BEGIN

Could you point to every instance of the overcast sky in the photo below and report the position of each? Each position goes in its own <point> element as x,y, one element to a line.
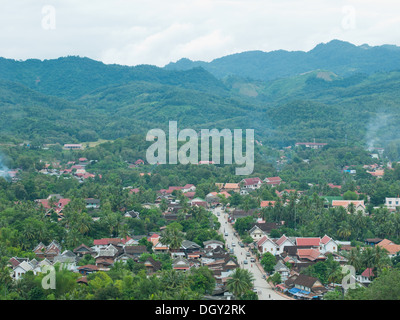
<point>160,31</point>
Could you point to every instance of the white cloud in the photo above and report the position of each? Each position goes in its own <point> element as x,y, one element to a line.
<point>159,31</point>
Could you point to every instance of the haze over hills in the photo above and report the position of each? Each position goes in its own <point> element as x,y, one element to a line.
<point>340,57</point>
<point>334,91</point>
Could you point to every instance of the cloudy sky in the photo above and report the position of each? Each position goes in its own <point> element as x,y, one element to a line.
<point>132,32</point>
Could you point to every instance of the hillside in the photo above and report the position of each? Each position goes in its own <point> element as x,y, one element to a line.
<point>79,99</point>
<point>340,57</point>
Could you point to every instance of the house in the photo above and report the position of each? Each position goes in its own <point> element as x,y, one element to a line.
<point>160,248</point>
<point>390,246</point>
<point>131,252</point>
<point>273,181</point>
<point>312,145</point>
<point>256,233</point>
<point>231,187</point>
<point>267,204</point>
<point>21,269</point>
<point>132,214</point>
<point>358,205</point>
<point>377,173</point>
<point>324,244</point>
<point>86,269</point>
<point>365,277</point>
<point>392,203</point>
<point>212,244</point>
<point>333,186</point>
<point>309,243</point>
<point>313,255</point>
<point>92,203</point>
<point>67,260</point>
<point>101,244</point>
<point>189,246</point>
<point>283,242</point>
<point>83,250</point>
<point>251,183</point>
<point>212,198</point>
<point>70,146</point>
<point>282,269</point>
<point>306,287</point>
<point>47,252</point>
<point>198,202</point>
<point>328,245</point>
<point>139,162</point>
<point>152,265</point>
<point>180,263</point>
<point>265,244</point>
<point>238,213</point>
<point>372,242</point>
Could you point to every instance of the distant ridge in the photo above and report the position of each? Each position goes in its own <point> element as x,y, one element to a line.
<point>340,57</point>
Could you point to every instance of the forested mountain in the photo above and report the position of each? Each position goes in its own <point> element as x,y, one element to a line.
<point>337,56</point>
<point>336,93</point>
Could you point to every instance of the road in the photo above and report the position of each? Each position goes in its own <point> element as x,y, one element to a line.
<point>264,289</point>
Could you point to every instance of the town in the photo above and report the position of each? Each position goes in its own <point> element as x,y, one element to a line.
<point>254,225</point>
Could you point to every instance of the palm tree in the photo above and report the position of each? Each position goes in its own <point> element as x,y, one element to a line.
<point>344,230</point>
<point>172,237</point>
<point>354,258</point>
<point>240,282</point>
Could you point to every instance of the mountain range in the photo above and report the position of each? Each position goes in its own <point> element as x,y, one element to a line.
<point>335,93</point>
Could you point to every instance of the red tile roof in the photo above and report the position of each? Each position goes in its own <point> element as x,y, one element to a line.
<point>367,273</point>
<point>306,242</point>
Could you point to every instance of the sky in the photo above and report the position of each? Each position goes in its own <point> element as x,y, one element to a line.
<point>157,32</point>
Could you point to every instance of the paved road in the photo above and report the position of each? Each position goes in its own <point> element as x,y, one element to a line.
<point>265,292</point>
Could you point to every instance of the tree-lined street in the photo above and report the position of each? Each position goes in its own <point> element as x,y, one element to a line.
<point>263,288</point>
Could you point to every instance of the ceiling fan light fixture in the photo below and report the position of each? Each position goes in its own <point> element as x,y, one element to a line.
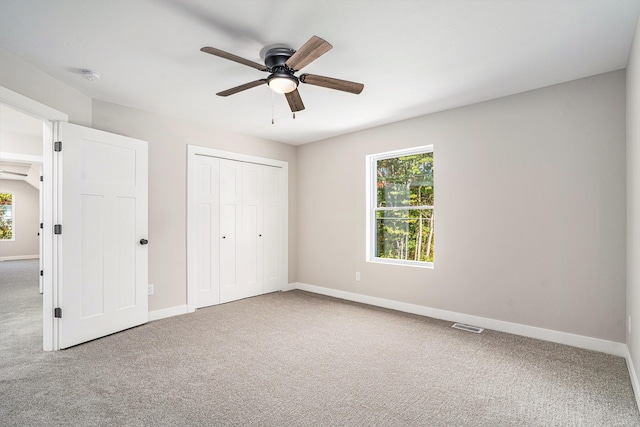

END

What you return must match the data above exactly, with no images included.

Could you point to every instance of the overcast sky in the photo below and report the position of each? Each position goes in its own <point> element as x,y, one element to a line.
<point>160,31</point>
Could you point to every instance of the white cloud in the photo above and report the position of each? Each position goes in its own <point> element as x,y, one element to a line.
<point>159,31</point>
Could you point to every instance of the haze over hills in the photo above and report the position of each? Each position goes in its own <point> element as x,y, one element to a line.
<point>340,57</point>
<point>334,91</point>
Could you point to every instance of the cloudy sky in the photo above and report the position of each? Each position goes in its own <point> element as x,y, one element to a line.
<point>132,32</point>
Could you point to every instance of the hillside in the photo above and report the position of each? Each position goes in its own <point> element as x,y, one element to a line.
<point>79,99</point>
<point>340,57</point>
Could you point to every instance of the house in the photo above and report the position of each? Each position goes in its own <point> element as x,y, one element to a line.
<point>160,248</point>
<point>390,246</point>
<point>131,252</point>
<point>273,181</point>
<point>312,145</point>
<point>256,233</point>
<point>231,187</point>
<point>267,204</point>
<point>21,269</point>
<point>132,214</point>
<point>358,205</point>
<point>377,173</point>
<point>324,244</point>
<point>86,269</point>
<point>365,277</point>
<point>392,203</point>
<point>212,244</point>
<point>333,186</point>
<point>309,243</point>
<point>313,255</point>
<point>92,203</point>
<point>67,260</point>
<point>101,244</point>
<point>189,246</point>
<point>283,242</point>
<point>83,250</point>
<point>251,183</point>
<point>212,198</point>
<point>70,146</point>
<point>282,269</point>
<point>306,287</point>
<point>47,252</point>
<point>198,202</point>
<point>328,245</point>
<point>139,162</point>
<point>152,265</point>
<point>180,263</point>
<point>265,244</point>
<point>238,213</point>
<point>372,242</point>
Could you point to every instance of the distant ridge in the photo above and report the position of each? Each position goes in its own <point> element as x,y, one element to a line.
<point>340,57</point>
Could you point to every instance of the forested mountain in the photo above and report the position of each? Each position goes in its own <point> element as x,y, one element to a line.
<point>337,56</point>
<point>336,93</point>
Could you point to every instance of the road in the photo above and report the position of each? Each position goes in its own <point> element as x,y, one element to a line.
<point>264,289</point>
Could you point to every instance of the town in the photo above and report the position of each? Each position goes in its own <point> element as x,y, one element to a line.
<point>254,225</point>
Could you point to every instance of the palm tree in the photo above and report the position of each? Each position goes in its own <point> element as x,y, one element to a line.
<point>344,230</point>
<point>172,237</point>
<point>354,258</point>
<point>240,282</point>
Could you point to every instance of the mountain range in the photo above and report the position of each? Each position goes in its own <point> element as x,y, one element to a line.
<point>335,93</point>
Could you point to every instance of the red tile roof in the photo above and report the position of each? Each position goes in its own <point> element as x,y, one element to a line.
<point>367,273</point>
<point>306,242</point>
Could you point to every instance of the sky in the photo above and report the position of each? Each position goes in its own <point> element as x,y, one element to a line.
<point>157,32</point>
Could you point to every instance of the paved road in the photo above and report the position of each? Each position goes in its own <point> element as x,y, one element to a line.
<point>265,292</point>
Could you point to every instance of the tree-lined street in the photo above and report the position of each? Each position goes in its own <point> element as x,y, one element to a line.
<point>263,288</point>
Could you point to every instance of the ceiling fan light fixture in the photo below and report the position of each? Each position goes in its own <point> element as x,y, one element to a line.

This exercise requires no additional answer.